-- Exercise instructions --
Please report every line from the material that contains the word "block".

-- Stored data --
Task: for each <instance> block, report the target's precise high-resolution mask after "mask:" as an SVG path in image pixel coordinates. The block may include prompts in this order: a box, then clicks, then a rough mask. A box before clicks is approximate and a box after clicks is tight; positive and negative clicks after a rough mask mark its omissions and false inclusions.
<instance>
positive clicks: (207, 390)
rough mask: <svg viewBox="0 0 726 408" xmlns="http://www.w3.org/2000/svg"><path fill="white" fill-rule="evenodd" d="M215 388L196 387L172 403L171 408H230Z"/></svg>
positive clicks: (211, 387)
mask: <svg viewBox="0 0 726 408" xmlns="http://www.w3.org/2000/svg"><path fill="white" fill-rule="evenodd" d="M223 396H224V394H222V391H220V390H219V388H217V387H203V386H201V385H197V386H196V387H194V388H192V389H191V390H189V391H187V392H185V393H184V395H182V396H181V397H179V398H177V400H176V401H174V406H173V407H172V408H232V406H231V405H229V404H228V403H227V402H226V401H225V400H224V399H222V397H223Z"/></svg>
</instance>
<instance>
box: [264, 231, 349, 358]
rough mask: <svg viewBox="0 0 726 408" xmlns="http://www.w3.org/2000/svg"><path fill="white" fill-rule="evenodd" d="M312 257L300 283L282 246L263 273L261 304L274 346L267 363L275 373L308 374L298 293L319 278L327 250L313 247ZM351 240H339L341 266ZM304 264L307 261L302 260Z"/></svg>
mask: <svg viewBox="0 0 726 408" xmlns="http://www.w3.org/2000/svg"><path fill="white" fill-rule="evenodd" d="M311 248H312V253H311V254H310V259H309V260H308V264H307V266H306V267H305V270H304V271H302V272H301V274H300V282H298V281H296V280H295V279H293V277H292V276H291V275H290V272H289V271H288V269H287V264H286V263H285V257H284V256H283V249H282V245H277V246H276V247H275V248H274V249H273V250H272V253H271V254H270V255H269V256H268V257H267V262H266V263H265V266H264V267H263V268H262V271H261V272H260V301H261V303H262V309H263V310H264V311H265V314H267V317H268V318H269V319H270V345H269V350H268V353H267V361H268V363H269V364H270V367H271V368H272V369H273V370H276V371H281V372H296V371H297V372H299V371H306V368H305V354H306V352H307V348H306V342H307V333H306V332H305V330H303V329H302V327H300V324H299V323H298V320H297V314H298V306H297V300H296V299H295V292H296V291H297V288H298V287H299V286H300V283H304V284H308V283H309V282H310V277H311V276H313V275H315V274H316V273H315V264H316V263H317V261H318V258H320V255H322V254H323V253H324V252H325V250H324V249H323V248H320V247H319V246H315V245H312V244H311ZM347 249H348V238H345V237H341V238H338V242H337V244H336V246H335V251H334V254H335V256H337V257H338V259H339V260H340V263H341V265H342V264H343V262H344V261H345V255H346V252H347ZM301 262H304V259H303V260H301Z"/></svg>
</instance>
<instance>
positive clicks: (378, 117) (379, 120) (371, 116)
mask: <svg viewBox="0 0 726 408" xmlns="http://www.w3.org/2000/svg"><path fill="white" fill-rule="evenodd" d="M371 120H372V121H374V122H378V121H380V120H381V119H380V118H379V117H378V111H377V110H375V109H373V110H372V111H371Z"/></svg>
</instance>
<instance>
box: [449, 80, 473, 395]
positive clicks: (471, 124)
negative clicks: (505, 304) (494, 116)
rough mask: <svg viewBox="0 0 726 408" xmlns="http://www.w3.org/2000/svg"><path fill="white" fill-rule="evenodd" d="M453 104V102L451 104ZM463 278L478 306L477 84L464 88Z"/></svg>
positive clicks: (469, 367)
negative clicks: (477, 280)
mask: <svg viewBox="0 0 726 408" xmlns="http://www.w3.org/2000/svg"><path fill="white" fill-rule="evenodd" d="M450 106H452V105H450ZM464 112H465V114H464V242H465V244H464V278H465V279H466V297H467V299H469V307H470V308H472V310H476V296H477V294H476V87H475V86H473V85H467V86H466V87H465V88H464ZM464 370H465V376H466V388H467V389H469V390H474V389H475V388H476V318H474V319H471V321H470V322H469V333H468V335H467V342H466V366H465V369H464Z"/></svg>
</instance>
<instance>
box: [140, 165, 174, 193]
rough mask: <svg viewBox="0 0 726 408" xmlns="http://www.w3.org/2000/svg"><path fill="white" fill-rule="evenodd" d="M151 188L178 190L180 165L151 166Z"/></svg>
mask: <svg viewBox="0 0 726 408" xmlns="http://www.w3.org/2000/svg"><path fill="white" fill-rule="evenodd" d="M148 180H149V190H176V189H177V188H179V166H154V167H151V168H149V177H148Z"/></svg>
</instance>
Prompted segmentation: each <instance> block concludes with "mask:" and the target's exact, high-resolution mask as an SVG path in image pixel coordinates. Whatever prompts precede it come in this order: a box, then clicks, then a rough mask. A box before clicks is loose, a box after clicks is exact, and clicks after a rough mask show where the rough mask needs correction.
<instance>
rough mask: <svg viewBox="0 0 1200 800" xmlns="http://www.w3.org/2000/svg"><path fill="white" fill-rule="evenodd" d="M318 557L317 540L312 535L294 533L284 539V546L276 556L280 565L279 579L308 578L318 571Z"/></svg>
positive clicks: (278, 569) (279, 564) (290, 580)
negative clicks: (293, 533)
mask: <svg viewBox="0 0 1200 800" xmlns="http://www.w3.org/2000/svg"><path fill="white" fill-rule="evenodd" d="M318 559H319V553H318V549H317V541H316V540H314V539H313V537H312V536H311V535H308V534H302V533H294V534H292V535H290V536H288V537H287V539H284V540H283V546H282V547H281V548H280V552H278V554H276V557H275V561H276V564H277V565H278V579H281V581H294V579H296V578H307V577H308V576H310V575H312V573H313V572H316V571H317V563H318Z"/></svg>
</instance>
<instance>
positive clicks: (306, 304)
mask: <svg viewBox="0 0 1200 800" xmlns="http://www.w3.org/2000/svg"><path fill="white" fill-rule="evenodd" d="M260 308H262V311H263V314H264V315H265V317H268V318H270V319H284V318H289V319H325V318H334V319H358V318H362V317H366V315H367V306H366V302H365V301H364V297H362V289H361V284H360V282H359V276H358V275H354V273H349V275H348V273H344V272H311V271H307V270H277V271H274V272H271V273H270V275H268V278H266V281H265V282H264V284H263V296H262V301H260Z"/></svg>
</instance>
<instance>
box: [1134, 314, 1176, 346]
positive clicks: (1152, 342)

-- Solution --
Task: for each <instance> block, report the target's precise high-resolution mask after "mask:" as an SVG path in image pixel coordinates. The block may include prompts in this order: a box, then clicks, then a rough mask. A box before clicks is approximate and a box after clicks is tight; positive and negative clicks after a rough mask mark its omissions and false inclusions.
Prompted segmentation: each <instance> block concludes with "mask:" and the target's exact, high-resolution mask as an SVG path in image pixel coordinates. Whatever prompts precede it come in this order: a box, then clicks, then a rough mask. A box before clicks is loose, a box after clicks is exact, and clicks after a rough mask show where the rough mask needs correction.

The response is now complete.